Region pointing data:
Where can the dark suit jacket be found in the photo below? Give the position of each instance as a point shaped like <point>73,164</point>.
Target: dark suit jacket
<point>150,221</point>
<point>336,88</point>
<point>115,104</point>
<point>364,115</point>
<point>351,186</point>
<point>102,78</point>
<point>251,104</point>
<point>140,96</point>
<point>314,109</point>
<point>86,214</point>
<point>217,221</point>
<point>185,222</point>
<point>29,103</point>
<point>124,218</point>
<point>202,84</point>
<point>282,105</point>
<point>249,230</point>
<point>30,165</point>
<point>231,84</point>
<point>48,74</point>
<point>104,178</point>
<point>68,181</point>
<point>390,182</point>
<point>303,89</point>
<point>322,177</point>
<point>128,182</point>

§ EXERCISE BRIEF: Transcribe the records exactly as given.

§ TASK ANSWER:
Where can the dark suit jacket be found in the photo below? Give the position of each instance as a point shaped like <point>73,164</point>.
Target: dark suit jacket
<point>150,221</point>
<point>336,88</point>
<point>115,104</point>
<point>364,115</point>
<point>351,186</point>
<point>102,78</point>
<point>251,104</point>
<point>140,96</point>
<point>314,109</point>
<point>86,214</point>
<point>217,221</point>
<point>185,222</point>
<point>29,103</point>
<point>124,218</point>
<point>202,84</point>
<point>282,105</point>
<point>249,230</point>
<point>30,165</point>
<point>231,84</point>
<point>48,74</point>
<point>104,178</point>
<point>68,181</point>
<point>390,182</point>
<point>303,89</point>
<point>322,177</point>
<point>128,182</point>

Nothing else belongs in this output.